* _Data extracts_
>>>>>

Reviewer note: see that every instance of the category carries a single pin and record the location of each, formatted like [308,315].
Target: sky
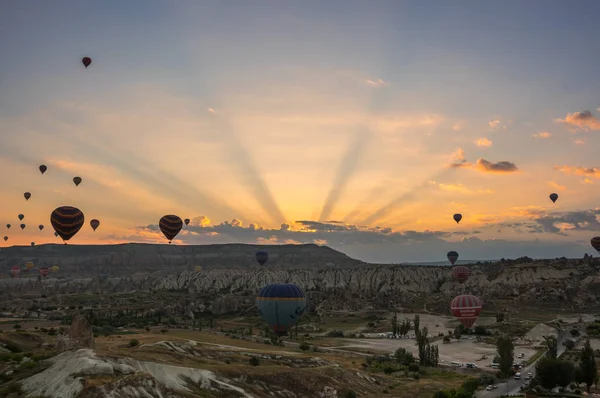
[363,126]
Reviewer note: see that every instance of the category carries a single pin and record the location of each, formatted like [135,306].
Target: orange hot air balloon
[86,61]
[466,308]
[94,223]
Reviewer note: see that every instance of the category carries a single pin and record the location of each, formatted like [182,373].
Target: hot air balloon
[170,225]
[596,243]
[452,256]
[281,305]
[86,61]
[262,257]
[460,273]
[67,221]
[94,223]
[466,308]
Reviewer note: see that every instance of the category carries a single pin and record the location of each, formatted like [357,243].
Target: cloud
[483,142]
[499,167]
[460,188]
[542,134]
[580,171]
[583,120]
[557,186]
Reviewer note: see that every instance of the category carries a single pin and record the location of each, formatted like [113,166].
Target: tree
[506,352]
[587,364]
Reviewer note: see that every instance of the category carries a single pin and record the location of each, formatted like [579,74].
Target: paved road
[514,386]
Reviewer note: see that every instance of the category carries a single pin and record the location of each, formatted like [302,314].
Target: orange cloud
[583,120]
[581,171]
[483,142]
[543,134]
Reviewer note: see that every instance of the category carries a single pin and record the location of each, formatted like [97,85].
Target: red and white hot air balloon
[460,273]
[15,271]
[466,308]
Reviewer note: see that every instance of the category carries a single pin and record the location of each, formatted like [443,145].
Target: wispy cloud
[483,142]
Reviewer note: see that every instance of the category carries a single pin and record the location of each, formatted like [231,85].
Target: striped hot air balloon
[281,305]
[466,308]
[452,256]
[596,243]
[262,257]
[460,273]
[170,225]
[67,221]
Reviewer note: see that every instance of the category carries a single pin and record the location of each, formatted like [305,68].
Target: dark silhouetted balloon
[466,308]
[170,225]
[94,223]
[452,256]
[281,305]
[460,273]
[67,221]
[596,243]
[262,257]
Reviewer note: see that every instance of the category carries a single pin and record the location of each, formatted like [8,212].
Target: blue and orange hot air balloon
[281,305]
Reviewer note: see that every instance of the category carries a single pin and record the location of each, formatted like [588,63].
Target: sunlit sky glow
[360,125]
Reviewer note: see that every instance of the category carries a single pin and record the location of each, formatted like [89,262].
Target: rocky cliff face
[572,284]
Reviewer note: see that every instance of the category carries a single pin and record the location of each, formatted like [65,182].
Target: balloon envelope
[596,243]
[170,225]
[262,257]
[452,256]
[94,223]
[466,308]
[67,221]
[281,305]
[460,273]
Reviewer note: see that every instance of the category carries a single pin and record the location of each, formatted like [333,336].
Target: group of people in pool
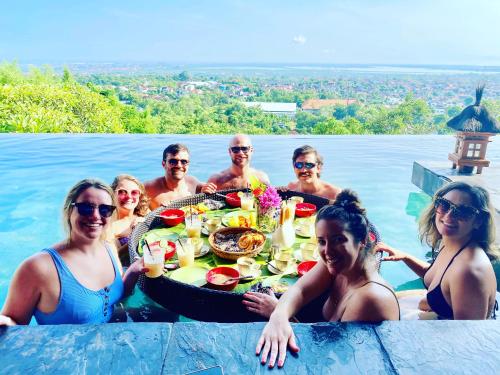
[79,279]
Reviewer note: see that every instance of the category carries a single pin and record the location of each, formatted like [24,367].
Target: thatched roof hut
[475,118]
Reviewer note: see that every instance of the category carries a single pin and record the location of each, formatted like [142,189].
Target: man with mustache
[175,184]
[237,176]
[307,164]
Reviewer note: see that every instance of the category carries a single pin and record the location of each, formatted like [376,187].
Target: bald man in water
[237,176]
[307,165]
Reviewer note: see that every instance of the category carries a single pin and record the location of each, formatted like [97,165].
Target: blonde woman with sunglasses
[78,280]
[459,227]
[132,205]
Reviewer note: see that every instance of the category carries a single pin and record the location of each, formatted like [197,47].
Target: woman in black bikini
[460,283]
[346,269]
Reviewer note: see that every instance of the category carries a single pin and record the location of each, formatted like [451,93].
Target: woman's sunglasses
[87,209]
[132,193]
[236,149]
[460,212]
[174,162]
[300,165]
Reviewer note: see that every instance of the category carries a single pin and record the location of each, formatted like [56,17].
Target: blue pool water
[36,171]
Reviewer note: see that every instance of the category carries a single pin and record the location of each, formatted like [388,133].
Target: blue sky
[457,32]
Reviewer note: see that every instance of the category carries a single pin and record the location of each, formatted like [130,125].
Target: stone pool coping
[407,347]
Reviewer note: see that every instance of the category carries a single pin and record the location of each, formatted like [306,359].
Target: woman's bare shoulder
[371,303]
[37,267]
[473,261]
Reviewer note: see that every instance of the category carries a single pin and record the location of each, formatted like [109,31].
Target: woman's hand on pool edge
[394,254]
[274,340]
[6,321]
[260,303]
[138,266]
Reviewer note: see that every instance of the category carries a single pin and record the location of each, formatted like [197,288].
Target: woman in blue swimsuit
[346,269]
[460,282]
[77,280]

<<<<<

* _Task to carry out_
Set down every line of the entries above again, exactly as written, but not the pictures.

* _Answer to this exercise_
Reviewer note: see that every instance of the category carries a single pin and record the location of each, formatted like [308,315].
Target: sky
[363,126]
Reviewer note: see that every instance of the category carries a single pin and record the location of each, formatted like [135,306].
Target: orange hot air balloon
[86,61]
[466,308]
[94,223]
Reviewer note: see that every instance of the category carries a single pin and record the location of each, formatted like [182,373].
Target: hot air balloon
[170,225]
[596,243]
[452,256]
[281,305]
[86,61]
[262,257]
[460,273]
[67,221]
[94,223]
[466,308]
Reviewer note: see that every instance of the category carries a single pin and record the location of each, formatted like [357,243].
Target: cloud
[483,142]
[499,167]
[460,188]
[542,134]
[580,171]
[583,120]
[557,186]
Reviewer note: see that every instance of the category carries a single pin and record the location of each, formatted like [113,166].
Target: tree
[506,352]
[587,364]
Reviewer note: see that every instance of the category carries a single pin and record the location of each, formatted like [579,74].
Target: paved road
[514,386]
Reviewer note: see that every instance of the category carries a single pin and record the location of each, formatted like [302,314].
Target: orange cloud
[583,120]
[581,171]
[483,142]
[543,134]
Reviewer note: see that every instance of the category carries a single pin and record the location of each, formatted like [97,85].
Target: red and white hot air balloon
[460,273]
[15,271]
[466,308]
Reviewer note: see that every instance of the category carries a single pin and record the location of each, formatted like [443,145].
Target: wispy cloud
[483,142]
Reviewer note: see that every instance of the category carries a single pin and record the location of each, formatted like [231,85].
Target: striped hot air balloon
[281,305]
[466,308]
[452,256]
[596,243]
[262,257]
[460,273]
[170,225]
[67,221]
Reviewer note: see that every instance of the category carries a single pin and record the location of each, formatted like [305,68].
Target: dark silhouetted balloon
[466,308]
[170,225]
[94,223]
[452,256]
[281,305]
[460,273]
[67,221]
[596,243]
[262,257]
Reviewer note: see that every instance of the category carries a single pin and record the location of each, formatted like [8,212].
Target: blue and orange hot air balloon
[281,305]
Reviewer note: see that every instance of the category carries a single pin and record the location of each, formatted like [588,63].
Target: sunlit sky glow
[360,125]
Reviewer note: see that every instance of the category carries a single pin and record the location of each, formatted like [89,262].
Target: rocky cliff face
[572,284]
Reviewer note: see that every instance of the category carries a single pin and record the location of each, formatted like [65,182].
Target: balloon envelope
[596,243]
[170,225]
[262,257]
[452,256]
[94,223]
[466,308]
[67,221]
[281,305]
[460,273]
Reviewer note: see that every instance of the category carries a single pin and record the location of each, formatted like [333,336].
Target: group of people in pool
[79,279]
Reviewer note: see that every instance of the category carries a single pin and record the location of each, formatted like [24,367].
Target: thatched roof hut
[475,118]
Reviewer note: see that every instance of the category carries a single pin and record the location of each, formatted like [142,189].
Target: man with mustache
[175,184]
[237,176]
[307,164]
Reviewer note: see that every instance of the category carries a single pin and record the location of each, formatted like [376,187].
Target: bald man in water
[237,176]
[307,165]
Reviewer note: see that every instance of the category carries a single pin and record the location of each, formatted like [97,165].
Target: blonde woman with sunglasses
[78,280]
[459,227]
[132,205]
Reviewer note: see that every instance of the category carries a single pin and record the location of each, formatted like [197,47].
Target: woman in black bikini
[460,283]
[346,269]
Reviewer note: see that every instance of the category carries a single pin and record the location of each, formatted like [451,93].
Target: woman's sunglasses
[87,209]
[132,193]
[236,149]
[460,212]
[174,162]
[300,165]
Reviewer note: see that every instance of the category carries a single pin and record the location of each, formatted like [56,17].
Target: blue pool water
[36,171]
Reviewer note: see that every instance of the category carries a single pin and record the location of each, formatted like [388,133].
Target: blue sky
[457,32]
Reviewer note: see that every instance of the category carries a single pin and record the location of each, formatted like [130,125].
Target: stone pool coping
[407,347]
Reviewer note: see that every instance of the category carries a single pin and record the location of each, formatted like [306,359].
Target: woman's bare shoulder
[371,303]
[37,267]
[473,261]
Reviewer note: see that every instance of the category carries a single pin and record the location of each, formatted like [109,31].
Target: woman's hand on pool edge
[394,254]
[274,340]
[6,321]
[260,303]
[138,266]
Reviewer note: see that every instance of the category carries a single pin and record the location of each, formatted like [197,288].
Target: woman in blue swimsuit
[346,269]
[460,282]
[77,280]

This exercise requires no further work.